Action item A:
Using the passage on the Missouri abortion statute case, answer these questions, one line each:
(i) At how many weeks of pregnancy did the statute direct physicians to perform fetal viability tests?
(ii) By what vote did the court decide the case?
(iii) Who wrote for the majority?
Action item B:
Rewrite the paragraph of the passage on the Missouri abortion statute case that begins "In a highly fractured" as a short bulleted list, keeping its main facts.
Action item C:
Carry on the passage on the Missouri abortion statute case from the point where it stops.

Quoted passage:

This case concerned a Missouri
statute that barred public facilities from being used to conduct abortions and
prohibited public health workers from performing abortions unless the life of the
mother was at risk. The statute also defined life as beginning at conception
and directed physicians to perform fetal viability tests on women who were 20
or more weeks pregnant and seeking abortions.
In a
highly fractured 5-4 decision, the court upheld the constitutionality of the
statute. Writing for the majority, Chief Justice William Rehnquist stated that
the law’s declaration that life begins at conception does not contradict Roe because the declaration is
contained in the statute’s preamble and thus should have no real impact on
access to abortion. The majority also held that prohibiting the use of
government workers or facilities to perform abortions is acceptable because the
right to an abortion established in Roe
does not include the right to government assistance in obtaining one. The
majority also ruled that the requirement of viability testing at 20 weeks is
constitutional, although the justices offered different reasons for this ruling.

Dataset content:
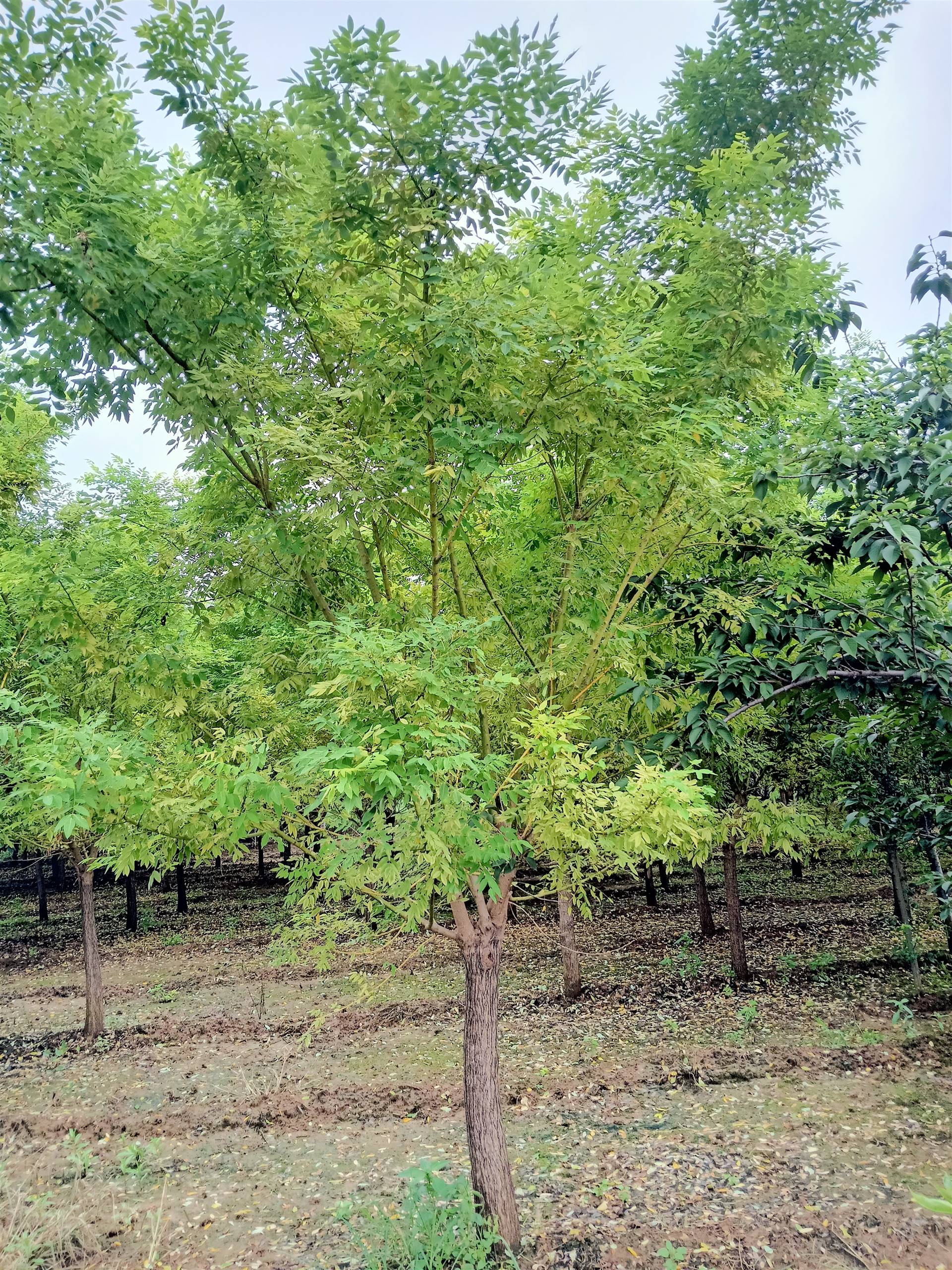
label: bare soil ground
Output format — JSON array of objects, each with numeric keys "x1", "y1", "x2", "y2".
[{"x1": 0, "y1": 861, "x2": 952, "y2": 1270}]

Task result A:
(i) At 20 or more weeks of pregnancy.
(ii) By a 5-4 vote.
(iii) Chief Justice William Rehnquist.

Task result B:
- In a highly fractured 5-4 decision, the court upheld the statute as constitutional.
- Chief Justice William Rehnquist wrote for the majority.
- The statute's declaration that life begins at conception does not contradict Roe. It sits in the preamble and should have no real impact on access to abortion.
- Barring government workers or facilities from performing abortions is acceptable. The right in Roe does not include a right to government assistance in obtaining an abortion.
- The requirement of viability testing at 20 weeks is constitutional, though the justices gave different reasons for this ruling.

Task result C:
In
one opinion, Chief Justice Rehnquist, joined by Justices Byron White and
Anthony Kennedy, argued for dispensing with part of Roe’s three-tiered system, the second tier of which allows
only laws aimed at protecting the mother’s health. According to Rehnquist, the
framework had come to resemble “a web of legal rules” rather than “constitutional
doctrine.” The three justices also maintained that the state has an interest in
protecting potential life before viability, making the 20-week requirement
valid even if fetal viability normally occurs after 20 weeks. “We do not see
why the state’s interest in protecting potential human life should come into
existence only at the point of viability and should therefore be a rigid line
allowing state regulation after viability but prohibiting it before viability,”
Rehnquist wrote.
In a
concurring opinion, Justice Antonin Scalia argued that the majority opinion was
“indecisive” and “stingy” and that Roe
should be overturned. Justice Sandra Day O’Connor, the fifth and final member
of the majority, also concurred in the decision, but for very different
reasons. Unlike her colleagues in the majority, O’Connor argued that Roe’s trimester system, while
problematic, should neither be modified nor overturned in this case. She
determined rather that the testing requirement passed constitutional muster
because it does not impose an “undue burden” on a woman considering an
abortion.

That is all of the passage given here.